- WHAT THE TASK ASKS: Whenever a line contains the string "that", copy it out of the entries.

- EXTRACTED MATERIAL:
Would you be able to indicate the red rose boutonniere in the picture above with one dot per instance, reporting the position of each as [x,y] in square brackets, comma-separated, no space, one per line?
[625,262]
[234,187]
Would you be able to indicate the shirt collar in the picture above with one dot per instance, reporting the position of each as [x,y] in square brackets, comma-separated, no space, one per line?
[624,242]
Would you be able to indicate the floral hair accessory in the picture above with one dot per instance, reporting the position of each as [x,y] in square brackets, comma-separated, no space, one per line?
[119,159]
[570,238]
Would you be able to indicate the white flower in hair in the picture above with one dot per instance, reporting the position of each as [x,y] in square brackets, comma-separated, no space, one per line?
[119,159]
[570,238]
---
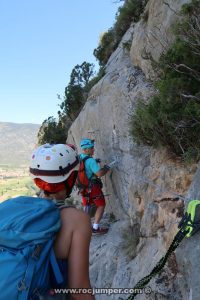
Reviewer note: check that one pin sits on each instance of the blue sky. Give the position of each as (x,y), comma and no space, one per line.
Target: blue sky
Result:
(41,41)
* * *
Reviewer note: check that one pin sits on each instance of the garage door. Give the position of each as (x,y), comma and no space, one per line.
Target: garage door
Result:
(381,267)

- OUTPUT OF THE EXERCISE:
Reviewer note: check that one pin sits on each instance of the blue sky. Give the position of each as (x,y), comma and no space, one per line.
Reviewer note: check that one pin sits on each instance of the garage door. Give the position of each as (x,y), comma and no space, one per line.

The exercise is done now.